[ASSIGNMENT] In the answer, every entry must appear exactly as given.

START RAW DATA

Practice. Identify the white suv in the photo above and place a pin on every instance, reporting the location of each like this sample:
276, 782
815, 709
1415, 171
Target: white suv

END RAW DATA

[RESPONSE TO THE TASK]
Practice. Identify the white suv in the photo above and place a pin on every instance, reporting the location of each like this sample:
276, 782
815, 709
1415, 171
Target: white suv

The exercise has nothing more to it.